Termina pedindo que o recurso seja julgado improcedente e seja confirmada a sentença recorrida.

1.4. O MP emite parecer nos termos seguintes:
«Recorrente: Fazenda Pública
Objecto do recurso: sentença declaratória da procedência de impugnação judicial deduzida contra decisão de indeferimento expresso de reclamação graciosa e anulatória de correcções à matéria tributável de IRC (exercícios de 2005, 2006 e 2007) no montante global de € 1.632.219,79.
FUNDAMENTAÇÃO
1. A apreciação da questão do ónus da prova dos requisitos da dedutibilidade dos encargos financeiros suportados pelas SGPS (suscitada pela recorrente Fazenda Pública) está prejudicada pelo facto de ter ficado provado que o sujeito passivo suportou encargos financeiros não dedutíveis (destinados à aquisição de participações sociais) e encargos financeiros dedutíveis (destinados a outros fins conexionados com o seu objecto social, como supressão de dificuldades de tesouraria e resultados negativos, custos com serviços, água, luz, juros e impostos) (factos provados n° 4 fls. 616/617).
2. Questão decidenda: Violação do princípio da legalidade tributária pela interpretação da norma constante do art. 31° n° 2 EBF (redacção introduzida pela Lei n° 32-B/2002, 30 dezembro) efectuada pela Circular n° 7/2004, 30 março da DSIRC (art. 103° n° 2 CRP; art. 8° n° 1 LGT).
-----
* _OBJETIVO A_: Devolva, sem alterações, o trecho do texto fornecido que abre com as palavras que contêm "FUNDAMENTAÇÃO" e fecha com "8° n° 1 LGT).".
* _OBJETIVO B_: No texto fornecido, a que exercícios de IRC se referem as correcções à matéria tributável?
-----
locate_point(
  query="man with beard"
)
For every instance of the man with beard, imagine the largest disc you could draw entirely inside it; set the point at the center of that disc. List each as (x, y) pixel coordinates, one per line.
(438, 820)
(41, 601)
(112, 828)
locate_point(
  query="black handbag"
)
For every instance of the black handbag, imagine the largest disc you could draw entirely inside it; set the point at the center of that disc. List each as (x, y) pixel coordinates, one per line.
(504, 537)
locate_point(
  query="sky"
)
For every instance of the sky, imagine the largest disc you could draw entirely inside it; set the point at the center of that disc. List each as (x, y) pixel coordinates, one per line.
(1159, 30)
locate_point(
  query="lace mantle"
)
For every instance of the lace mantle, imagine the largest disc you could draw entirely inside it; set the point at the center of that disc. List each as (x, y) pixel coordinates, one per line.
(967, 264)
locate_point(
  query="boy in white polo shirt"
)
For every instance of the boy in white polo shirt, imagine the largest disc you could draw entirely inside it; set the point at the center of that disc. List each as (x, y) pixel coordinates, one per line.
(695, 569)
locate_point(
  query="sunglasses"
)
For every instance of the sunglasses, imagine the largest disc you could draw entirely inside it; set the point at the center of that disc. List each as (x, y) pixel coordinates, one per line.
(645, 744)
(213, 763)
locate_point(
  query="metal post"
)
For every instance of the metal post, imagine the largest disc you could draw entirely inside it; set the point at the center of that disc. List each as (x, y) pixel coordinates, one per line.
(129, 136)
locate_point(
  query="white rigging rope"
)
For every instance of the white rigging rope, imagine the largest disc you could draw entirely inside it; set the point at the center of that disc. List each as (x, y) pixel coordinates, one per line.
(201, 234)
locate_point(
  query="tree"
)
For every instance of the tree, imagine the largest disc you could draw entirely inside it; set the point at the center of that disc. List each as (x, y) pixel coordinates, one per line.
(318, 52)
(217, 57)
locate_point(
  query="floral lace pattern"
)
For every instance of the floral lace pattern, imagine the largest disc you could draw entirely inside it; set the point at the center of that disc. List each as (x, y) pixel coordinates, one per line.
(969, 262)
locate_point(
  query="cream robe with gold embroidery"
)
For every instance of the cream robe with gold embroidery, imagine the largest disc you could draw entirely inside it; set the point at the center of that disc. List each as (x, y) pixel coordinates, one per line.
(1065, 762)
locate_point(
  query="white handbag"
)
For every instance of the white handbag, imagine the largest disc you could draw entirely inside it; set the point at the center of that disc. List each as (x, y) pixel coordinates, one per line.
-----
* _RESOLUÇÃO COMPLETA A_:
FUNDAMENTAÇÃO
1. A apreciação da questão do ónus da prova dos requisitos da dedutibilidade dos encargos financeiros suportados pelas SGPS (suscitada pela recorrente Fazenda Pública) está prejudicada pelo facto de ter ficado provado que o sujeito passivo suportou encargos financeiros não dedutíveis (destinados à aquisição de participações sociais) e encargos financeiros dedutíveis (destinados a outros fins conexionados com o seu objecto social, como supressão de dificuldades de tesouraria e resultados negativos, custos com serviços, água, luz, juros e impostos) (factos provados n° 4 fls. 616/617).
2. Questão decidenda: Violação do princípio da legalidade tributária pela interpretação da norma constante do art. 31° n° 2 EBF (redacção introduzida pela Lei n° 32-B/2002, 30 dezembro) efectuada pela Circular n° 7/2004, 30 março da DSIRC (art. 103° n° 2 CRP; art. 8° n° 1 LGT).

* _RESOLUÇÃO COMPLETA B_: Aos exercícios de 2005, 2006 e 2007.